## Stored data
____

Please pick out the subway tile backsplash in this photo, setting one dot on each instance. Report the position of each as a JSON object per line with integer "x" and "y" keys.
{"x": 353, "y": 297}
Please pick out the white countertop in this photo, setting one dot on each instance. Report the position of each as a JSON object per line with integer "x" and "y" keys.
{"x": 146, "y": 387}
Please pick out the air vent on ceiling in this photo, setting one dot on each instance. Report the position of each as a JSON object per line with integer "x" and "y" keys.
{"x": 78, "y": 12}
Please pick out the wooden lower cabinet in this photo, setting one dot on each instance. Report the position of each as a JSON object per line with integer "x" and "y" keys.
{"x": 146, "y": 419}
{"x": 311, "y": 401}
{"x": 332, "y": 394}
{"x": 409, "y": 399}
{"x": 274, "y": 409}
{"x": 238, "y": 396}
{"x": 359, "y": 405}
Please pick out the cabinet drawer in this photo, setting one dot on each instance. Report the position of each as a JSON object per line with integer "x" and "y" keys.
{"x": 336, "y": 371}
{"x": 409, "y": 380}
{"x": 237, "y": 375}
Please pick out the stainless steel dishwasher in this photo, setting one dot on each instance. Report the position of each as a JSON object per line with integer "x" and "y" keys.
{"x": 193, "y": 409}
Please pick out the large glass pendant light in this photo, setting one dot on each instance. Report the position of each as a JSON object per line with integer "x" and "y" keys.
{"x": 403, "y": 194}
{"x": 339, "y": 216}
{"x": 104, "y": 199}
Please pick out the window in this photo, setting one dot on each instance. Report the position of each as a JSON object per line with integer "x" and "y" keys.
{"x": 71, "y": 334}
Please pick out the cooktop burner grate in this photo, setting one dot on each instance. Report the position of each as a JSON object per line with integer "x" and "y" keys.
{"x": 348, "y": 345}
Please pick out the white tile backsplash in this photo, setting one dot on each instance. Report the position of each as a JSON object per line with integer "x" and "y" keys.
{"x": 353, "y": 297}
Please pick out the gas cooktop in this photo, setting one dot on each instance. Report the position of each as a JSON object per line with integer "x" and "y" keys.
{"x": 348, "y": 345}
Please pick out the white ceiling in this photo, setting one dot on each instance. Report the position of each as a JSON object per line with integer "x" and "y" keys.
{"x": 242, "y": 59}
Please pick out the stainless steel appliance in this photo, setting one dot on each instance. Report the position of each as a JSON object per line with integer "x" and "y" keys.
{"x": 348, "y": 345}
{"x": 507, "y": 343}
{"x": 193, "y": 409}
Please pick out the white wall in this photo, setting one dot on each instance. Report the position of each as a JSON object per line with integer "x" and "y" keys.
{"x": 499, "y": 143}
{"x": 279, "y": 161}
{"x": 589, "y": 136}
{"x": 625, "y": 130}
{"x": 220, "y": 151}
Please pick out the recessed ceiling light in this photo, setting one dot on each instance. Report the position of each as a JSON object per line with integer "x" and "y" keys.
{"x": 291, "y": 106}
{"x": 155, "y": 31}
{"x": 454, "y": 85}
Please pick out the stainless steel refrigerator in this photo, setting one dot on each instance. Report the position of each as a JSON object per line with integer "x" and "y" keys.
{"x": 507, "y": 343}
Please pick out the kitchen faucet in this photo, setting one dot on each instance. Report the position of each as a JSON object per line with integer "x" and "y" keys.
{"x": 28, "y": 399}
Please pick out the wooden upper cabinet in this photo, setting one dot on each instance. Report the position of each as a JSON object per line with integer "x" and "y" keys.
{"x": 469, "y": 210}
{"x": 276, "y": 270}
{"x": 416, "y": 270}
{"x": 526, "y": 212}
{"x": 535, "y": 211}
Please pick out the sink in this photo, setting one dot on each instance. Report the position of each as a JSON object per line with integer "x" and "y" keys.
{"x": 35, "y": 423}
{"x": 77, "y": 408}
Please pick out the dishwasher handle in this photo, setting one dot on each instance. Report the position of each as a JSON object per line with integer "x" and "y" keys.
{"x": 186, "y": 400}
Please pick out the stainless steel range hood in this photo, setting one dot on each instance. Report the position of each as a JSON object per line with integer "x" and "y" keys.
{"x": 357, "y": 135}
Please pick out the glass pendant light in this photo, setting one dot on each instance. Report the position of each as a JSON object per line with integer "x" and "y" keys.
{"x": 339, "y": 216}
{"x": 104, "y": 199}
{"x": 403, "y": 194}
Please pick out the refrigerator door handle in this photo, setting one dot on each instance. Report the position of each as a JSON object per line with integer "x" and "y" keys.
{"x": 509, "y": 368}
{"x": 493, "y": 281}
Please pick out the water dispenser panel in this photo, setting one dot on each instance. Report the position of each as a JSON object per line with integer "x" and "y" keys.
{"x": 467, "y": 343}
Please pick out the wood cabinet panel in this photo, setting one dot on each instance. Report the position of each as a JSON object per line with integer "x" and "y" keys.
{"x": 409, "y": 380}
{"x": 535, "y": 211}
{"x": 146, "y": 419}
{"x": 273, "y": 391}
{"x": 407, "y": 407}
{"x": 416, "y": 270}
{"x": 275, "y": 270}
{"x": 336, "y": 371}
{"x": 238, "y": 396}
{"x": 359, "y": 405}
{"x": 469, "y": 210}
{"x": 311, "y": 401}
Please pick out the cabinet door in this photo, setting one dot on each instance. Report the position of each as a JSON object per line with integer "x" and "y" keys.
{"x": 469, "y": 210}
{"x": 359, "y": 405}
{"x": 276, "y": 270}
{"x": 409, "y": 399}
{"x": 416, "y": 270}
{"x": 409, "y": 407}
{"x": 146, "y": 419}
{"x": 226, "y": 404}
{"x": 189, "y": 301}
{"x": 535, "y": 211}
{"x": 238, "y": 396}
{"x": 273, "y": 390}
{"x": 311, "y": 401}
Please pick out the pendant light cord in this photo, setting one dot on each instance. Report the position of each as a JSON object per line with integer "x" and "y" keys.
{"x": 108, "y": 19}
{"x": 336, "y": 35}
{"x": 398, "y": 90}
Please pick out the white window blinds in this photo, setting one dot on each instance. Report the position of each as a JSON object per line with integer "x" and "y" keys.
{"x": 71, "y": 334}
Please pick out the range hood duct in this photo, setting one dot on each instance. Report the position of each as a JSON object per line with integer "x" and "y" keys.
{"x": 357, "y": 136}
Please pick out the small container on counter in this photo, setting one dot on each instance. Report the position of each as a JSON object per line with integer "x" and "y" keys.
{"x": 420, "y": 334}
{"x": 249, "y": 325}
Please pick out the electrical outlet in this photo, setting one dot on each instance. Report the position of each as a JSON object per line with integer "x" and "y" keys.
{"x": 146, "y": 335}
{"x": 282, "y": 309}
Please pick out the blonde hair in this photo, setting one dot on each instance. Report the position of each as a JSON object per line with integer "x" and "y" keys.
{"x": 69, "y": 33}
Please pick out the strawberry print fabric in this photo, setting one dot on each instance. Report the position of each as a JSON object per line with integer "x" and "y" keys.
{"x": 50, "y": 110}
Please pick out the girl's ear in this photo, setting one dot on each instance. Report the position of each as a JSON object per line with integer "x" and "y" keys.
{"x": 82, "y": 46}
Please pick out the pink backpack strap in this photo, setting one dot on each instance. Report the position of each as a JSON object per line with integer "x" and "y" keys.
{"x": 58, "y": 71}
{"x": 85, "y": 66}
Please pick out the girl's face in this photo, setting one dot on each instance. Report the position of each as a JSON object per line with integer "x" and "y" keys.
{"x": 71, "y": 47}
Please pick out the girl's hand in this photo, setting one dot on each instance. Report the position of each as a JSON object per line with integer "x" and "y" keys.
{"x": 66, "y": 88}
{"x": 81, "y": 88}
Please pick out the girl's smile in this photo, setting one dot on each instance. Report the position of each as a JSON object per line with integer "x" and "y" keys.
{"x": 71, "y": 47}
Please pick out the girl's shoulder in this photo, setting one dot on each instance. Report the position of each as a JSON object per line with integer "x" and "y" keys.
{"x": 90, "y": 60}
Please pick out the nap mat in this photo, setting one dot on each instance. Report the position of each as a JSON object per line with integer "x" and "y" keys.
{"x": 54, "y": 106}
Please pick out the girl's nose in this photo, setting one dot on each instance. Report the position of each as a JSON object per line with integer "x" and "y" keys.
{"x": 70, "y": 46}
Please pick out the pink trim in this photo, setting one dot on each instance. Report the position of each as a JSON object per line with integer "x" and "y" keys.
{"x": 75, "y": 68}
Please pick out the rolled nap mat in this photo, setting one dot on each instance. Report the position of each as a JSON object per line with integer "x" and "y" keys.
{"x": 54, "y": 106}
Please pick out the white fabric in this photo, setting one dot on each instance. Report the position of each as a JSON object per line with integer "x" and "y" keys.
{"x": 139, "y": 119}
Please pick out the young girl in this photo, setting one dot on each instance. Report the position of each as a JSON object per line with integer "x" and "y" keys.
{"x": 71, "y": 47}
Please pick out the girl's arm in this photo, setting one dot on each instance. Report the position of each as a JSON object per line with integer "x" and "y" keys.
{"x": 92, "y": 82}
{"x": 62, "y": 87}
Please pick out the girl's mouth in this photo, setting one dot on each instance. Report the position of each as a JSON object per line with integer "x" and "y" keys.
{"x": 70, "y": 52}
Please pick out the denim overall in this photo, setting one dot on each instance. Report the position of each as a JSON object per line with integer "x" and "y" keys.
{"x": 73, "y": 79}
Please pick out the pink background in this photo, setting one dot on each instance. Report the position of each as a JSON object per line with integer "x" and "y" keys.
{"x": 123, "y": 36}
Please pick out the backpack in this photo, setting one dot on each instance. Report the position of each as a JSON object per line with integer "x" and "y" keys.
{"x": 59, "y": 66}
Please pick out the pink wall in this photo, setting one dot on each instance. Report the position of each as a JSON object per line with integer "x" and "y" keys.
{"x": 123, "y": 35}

____

## Problem requirements
Only the line containing "Please pick out the backpack" and the lines after it, up to and including the last line of the data, should appear in the answer, exactly as written.

## Solution for this exercise
Please pick out the backpack in this photo, setting one dot on each instance. Report the position of each as a JSON object per line with integer "x" and "y" keys.
{"x": 59, "y": 66}
Please pick out the pink wall in this photo, setting one dot on each instance. Report the position of each as a JSON object per line with integer "x" and "y" keys.
{"x": 123, "y": 35}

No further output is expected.